■ Instrucción de trabajo
Continúa el relato de abajo sobre los últimos días de Chopin a partir de su última frase.

■ Pasaje de lectura
.....
Aproveché su enternecida disposición para hablarle sobre su alma. Le traje a la mente la piedad de su infancia y la de su querida madre. "Sí", dijo él, "para no ofender a mi madre no me moriría sin los Sacramentos, pero de mi parte no los considero en el sentido que deseas".
Varios meses pasaron con conversaciones parecidas, tan dolorosas para mí, el sacerdote y el sincero amigo. Pero me aferré a la convicción de que la gracia de Dios obtendría la victoria sobre su alma rebelde, aunque no sabía cómo.
En la tarde del 12 de octubre me había retirado con mis hermanos para rezar por un cambio de mente en Chopin, cuando fui llamado por orden del médico, que temía que no sobreviviría la noche.
'¡Imagínate, si puedes, la noche que pasé! El día siguiente era el 13, la fiesta de S. Eduardo, el santo patrón de mi pobre hermano. Celebré la Misa por el reposo de su alma y recé por el alma de Chopin. "Dios mío", supliqué, "si el alma de mi hermano Edward te complace, concédeme, este día, el alma de Frédéric".
.....
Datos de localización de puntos
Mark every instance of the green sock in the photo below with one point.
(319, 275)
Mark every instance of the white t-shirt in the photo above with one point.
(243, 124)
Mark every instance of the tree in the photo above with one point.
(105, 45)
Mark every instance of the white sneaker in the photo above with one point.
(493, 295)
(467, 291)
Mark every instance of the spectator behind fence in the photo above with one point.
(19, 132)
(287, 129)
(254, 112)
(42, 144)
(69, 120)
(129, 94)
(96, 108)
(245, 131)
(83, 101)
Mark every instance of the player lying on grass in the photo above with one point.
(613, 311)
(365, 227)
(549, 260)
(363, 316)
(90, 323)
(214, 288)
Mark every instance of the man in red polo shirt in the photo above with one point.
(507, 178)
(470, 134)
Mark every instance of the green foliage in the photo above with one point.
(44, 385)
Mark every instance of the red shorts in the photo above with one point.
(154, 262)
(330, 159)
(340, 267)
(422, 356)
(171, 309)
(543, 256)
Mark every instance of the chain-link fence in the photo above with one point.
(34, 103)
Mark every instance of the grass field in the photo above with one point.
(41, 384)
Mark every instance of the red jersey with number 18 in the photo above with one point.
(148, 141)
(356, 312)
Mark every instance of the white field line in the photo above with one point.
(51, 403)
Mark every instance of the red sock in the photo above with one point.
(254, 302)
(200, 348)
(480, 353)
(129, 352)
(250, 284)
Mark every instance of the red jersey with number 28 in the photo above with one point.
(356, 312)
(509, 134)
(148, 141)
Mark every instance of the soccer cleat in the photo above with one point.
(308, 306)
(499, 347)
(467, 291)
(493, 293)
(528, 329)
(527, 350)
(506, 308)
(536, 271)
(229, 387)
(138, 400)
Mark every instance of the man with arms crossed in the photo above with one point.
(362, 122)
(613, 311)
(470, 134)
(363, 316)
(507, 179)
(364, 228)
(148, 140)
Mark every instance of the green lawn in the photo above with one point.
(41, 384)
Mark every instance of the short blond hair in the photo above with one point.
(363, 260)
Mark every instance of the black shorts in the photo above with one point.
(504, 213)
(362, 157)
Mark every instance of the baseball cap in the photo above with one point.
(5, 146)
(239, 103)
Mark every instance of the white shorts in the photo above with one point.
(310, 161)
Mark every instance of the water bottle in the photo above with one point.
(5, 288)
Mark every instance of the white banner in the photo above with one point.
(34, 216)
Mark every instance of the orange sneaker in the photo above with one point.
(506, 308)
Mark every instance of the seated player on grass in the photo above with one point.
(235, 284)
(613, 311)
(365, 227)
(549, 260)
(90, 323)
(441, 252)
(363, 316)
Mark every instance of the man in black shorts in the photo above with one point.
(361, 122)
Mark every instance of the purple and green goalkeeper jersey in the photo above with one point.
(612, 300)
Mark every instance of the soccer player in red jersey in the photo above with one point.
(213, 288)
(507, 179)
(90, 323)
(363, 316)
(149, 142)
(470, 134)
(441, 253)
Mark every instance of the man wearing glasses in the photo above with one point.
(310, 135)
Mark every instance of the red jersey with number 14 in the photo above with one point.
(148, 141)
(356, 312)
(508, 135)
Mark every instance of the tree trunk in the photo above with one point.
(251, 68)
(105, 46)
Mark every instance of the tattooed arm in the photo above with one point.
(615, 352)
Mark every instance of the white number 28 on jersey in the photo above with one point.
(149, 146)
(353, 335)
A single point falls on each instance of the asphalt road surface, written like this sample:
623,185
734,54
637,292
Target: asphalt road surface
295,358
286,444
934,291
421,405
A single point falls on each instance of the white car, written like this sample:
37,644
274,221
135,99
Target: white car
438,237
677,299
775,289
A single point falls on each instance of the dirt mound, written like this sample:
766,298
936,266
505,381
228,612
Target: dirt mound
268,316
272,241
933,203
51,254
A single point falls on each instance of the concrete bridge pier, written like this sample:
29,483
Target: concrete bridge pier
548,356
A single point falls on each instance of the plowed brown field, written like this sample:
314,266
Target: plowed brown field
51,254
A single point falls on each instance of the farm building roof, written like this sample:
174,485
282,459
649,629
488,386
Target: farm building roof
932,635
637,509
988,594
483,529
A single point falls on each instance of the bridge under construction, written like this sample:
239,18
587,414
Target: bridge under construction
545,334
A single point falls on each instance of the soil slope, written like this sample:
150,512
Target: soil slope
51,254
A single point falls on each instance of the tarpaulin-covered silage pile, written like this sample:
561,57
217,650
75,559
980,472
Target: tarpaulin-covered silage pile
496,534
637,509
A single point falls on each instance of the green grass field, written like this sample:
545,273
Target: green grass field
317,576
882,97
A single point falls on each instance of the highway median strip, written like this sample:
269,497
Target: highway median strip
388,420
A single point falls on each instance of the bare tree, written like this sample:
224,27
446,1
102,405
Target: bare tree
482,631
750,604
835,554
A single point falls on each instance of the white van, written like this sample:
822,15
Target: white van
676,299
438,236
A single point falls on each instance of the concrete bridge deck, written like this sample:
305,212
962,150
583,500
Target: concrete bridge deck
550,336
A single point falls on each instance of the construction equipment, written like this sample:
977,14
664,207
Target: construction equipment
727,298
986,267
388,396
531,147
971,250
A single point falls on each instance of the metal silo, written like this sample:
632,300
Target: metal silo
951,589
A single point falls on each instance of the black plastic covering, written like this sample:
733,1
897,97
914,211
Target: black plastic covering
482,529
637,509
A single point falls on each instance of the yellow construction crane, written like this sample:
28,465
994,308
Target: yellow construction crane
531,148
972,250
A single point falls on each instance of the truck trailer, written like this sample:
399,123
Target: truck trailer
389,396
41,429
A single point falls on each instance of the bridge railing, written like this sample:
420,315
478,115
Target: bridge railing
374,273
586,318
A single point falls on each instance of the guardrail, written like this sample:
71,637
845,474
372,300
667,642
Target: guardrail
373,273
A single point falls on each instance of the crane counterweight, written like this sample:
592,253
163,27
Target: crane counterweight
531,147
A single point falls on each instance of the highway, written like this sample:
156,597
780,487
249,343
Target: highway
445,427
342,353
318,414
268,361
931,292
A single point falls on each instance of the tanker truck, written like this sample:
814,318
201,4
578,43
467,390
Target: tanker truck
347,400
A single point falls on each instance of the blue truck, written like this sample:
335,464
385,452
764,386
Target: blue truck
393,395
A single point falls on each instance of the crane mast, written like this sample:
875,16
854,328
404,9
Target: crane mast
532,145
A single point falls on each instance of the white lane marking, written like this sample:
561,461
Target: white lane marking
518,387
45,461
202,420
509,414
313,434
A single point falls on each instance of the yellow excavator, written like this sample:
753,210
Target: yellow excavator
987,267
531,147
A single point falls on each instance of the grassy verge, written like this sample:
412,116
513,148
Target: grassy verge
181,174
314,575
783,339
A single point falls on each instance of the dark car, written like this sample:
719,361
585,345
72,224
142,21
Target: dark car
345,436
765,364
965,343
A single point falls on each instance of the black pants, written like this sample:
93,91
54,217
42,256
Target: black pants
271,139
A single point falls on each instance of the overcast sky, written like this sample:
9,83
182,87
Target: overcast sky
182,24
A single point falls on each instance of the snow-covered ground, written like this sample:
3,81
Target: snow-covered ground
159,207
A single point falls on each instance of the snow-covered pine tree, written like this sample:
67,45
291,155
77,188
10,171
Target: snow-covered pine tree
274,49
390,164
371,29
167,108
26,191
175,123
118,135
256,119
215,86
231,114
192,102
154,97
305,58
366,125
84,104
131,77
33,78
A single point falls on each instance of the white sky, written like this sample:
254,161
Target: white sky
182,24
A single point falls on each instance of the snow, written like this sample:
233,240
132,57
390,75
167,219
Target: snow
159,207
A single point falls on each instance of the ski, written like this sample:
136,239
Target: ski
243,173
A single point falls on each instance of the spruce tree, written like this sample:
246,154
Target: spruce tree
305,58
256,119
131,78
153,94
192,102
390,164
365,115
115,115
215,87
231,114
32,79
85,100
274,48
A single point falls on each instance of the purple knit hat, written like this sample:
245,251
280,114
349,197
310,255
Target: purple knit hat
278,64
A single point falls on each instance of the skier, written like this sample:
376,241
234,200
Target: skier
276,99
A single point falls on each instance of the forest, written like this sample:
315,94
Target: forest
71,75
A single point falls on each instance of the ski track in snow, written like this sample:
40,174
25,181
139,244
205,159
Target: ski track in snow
.....
■ Resultado de la tarea
'Doblemente afligido, fui entonces al hogar melancólico de nuestro pobre enfermo.
'Le encontré con el desayuno, que estaba servido tan cuidadosamente como siempre, y después de que me invitó a compartirlo, le dije: "Amigo mío, hoy es el santo de mi pobre hermano". "¡Oh, no hablemos de ello!" suplicó. "Mi más querido amigo", continué, "debes darme algo por el santo de mi hermano". "¿Y qué te daré?" "Tu alma". "¡Ah! Comprendo. Aquí está; ¡tómala!"
'Ante esas palabras, una indescriptible alegría y angustia se apoderaron de mí. ¿Qué le debería decir? ¿Qué debería de hacer para restaurar su fe, cómo no perder en vez de ganar esta querida alma? ¿Cómo debería empezar a llevarlo de regreso a Dios? Me tiré sobre mis rodillas, y después de un momento, recogiendo mis pensamientos, grité en lo más profundo de mi corazón: "¡Atráele hacia Ti Tú mismo, Dios mío!".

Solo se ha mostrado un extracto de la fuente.